▶ [Exercise requirements]: Select every line in the entries below that contains the word "arched" and copy each such line unchanged.

::: Records :::

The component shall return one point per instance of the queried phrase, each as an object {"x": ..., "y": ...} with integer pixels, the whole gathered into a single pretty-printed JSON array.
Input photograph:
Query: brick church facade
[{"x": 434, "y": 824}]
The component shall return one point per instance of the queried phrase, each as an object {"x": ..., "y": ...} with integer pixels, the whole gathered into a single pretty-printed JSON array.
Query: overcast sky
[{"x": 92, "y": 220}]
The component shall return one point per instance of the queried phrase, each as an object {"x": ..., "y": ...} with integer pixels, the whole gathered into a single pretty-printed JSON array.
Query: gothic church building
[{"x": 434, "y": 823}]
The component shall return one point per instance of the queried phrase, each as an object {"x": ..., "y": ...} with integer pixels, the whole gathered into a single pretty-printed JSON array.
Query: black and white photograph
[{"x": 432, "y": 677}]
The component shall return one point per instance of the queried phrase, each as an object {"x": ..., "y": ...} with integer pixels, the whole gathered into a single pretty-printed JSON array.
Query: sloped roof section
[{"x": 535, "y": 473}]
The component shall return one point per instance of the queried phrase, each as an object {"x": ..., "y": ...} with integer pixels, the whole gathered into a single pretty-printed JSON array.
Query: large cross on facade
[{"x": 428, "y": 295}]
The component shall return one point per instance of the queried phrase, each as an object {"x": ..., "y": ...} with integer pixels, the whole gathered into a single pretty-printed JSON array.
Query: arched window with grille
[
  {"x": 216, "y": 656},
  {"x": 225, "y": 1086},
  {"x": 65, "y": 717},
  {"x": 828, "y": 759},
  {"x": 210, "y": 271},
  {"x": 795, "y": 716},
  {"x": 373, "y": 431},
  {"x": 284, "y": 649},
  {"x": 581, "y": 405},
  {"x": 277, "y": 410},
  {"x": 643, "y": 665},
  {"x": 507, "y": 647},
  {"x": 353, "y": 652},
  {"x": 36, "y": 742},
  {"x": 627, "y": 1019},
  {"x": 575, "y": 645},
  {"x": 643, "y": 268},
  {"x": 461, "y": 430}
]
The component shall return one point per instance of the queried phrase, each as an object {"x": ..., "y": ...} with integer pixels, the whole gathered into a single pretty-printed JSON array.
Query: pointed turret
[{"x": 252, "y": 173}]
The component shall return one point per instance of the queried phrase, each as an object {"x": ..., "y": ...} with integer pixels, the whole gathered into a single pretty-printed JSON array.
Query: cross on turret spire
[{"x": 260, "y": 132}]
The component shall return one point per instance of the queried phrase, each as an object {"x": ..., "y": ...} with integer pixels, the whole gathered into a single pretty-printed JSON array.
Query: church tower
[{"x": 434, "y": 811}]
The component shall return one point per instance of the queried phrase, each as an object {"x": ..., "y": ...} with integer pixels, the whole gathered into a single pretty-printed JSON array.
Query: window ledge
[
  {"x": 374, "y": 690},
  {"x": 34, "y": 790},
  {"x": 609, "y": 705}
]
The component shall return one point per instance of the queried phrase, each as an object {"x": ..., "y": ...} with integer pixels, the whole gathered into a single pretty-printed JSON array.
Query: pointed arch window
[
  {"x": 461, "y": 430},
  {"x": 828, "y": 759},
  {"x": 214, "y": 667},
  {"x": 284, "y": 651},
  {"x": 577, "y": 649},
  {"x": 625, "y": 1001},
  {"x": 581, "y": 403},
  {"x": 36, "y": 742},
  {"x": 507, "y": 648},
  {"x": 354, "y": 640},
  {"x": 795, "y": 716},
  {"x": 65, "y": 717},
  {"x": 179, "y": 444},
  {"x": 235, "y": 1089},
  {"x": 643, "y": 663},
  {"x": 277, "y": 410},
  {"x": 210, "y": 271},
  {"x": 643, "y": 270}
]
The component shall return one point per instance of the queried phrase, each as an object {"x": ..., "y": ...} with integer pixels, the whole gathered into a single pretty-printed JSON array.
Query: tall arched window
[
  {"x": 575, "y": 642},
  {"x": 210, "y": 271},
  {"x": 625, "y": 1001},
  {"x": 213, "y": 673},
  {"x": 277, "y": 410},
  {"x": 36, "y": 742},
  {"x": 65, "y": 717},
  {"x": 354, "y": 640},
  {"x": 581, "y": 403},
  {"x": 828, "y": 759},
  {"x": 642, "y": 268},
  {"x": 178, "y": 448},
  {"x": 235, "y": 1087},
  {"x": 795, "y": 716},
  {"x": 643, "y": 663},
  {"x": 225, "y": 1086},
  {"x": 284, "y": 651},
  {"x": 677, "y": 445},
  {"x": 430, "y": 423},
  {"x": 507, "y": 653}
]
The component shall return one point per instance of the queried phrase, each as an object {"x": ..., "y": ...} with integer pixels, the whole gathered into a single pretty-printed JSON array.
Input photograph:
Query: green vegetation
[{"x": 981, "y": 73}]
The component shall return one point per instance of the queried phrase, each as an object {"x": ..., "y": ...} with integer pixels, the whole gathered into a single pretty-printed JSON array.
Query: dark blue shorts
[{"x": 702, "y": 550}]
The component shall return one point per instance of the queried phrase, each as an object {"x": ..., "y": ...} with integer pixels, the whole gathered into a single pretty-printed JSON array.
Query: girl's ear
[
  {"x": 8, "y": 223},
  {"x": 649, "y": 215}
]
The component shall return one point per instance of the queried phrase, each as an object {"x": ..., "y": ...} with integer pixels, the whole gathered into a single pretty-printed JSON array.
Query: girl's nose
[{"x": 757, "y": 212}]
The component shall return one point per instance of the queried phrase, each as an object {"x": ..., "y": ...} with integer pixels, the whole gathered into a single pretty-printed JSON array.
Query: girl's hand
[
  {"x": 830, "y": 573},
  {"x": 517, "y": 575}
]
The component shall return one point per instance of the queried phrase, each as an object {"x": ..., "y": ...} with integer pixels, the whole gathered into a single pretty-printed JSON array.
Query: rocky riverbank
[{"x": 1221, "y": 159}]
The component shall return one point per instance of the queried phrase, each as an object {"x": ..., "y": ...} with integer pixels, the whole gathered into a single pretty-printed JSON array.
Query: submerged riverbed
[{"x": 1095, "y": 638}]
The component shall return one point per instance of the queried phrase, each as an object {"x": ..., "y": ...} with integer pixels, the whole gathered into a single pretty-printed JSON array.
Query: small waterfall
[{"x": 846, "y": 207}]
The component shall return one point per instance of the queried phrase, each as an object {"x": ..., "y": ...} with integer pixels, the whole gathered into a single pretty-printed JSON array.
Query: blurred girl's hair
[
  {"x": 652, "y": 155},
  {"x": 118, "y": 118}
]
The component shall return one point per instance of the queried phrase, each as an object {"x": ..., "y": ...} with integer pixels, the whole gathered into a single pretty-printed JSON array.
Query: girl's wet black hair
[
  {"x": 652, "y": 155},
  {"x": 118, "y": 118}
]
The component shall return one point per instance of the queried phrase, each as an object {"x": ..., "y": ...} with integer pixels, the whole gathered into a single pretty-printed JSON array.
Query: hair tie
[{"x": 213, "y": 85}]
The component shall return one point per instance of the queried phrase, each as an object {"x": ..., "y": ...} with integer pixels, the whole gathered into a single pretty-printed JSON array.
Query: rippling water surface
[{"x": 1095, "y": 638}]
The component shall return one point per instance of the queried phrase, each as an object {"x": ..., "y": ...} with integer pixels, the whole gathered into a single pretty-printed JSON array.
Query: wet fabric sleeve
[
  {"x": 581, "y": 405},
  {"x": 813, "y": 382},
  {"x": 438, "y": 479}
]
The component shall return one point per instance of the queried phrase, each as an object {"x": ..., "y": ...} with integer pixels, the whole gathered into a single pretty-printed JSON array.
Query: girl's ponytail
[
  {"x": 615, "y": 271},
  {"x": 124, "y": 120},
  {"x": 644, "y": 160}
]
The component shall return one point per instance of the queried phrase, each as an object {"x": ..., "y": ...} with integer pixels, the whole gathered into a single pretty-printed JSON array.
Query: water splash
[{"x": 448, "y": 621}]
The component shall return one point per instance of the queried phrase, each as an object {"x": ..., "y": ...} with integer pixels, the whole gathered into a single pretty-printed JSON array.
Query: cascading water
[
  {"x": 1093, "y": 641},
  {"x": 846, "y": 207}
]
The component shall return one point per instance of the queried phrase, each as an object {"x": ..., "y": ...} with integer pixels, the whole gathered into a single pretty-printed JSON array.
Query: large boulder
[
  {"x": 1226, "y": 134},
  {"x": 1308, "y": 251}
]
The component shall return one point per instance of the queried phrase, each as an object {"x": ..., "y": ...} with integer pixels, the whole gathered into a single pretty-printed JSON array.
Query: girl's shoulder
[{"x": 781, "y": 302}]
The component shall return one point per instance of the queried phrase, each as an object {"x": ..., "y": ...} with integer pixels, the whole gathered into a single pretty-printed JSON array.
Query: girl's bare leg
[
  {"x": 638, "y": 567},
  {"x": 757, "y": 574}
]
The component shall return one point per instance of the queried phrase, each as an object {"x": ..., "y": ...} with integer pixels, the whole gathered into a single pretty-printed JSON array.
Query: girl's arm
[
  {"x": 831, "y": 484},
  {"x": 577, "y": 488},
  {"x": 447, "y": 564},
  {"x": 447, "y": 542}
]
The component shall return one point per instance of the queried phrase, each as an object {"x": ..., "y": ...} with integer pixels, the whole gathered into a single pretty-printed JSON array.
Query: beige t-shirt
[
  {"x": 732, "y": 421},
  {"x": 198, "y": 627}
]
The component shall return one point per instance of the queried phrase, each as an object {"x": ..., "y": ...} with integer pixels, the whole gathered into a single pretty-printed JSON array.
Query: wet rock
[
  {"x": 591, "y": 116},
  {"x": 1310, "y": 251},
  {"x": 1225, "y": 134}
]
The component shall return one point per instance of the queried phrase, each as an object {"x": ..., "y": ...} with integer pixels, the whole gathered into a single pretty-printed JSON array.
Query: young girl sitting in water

:::

▶ [Answer to the task]:
Query: arched window with grille
Query: tall arched window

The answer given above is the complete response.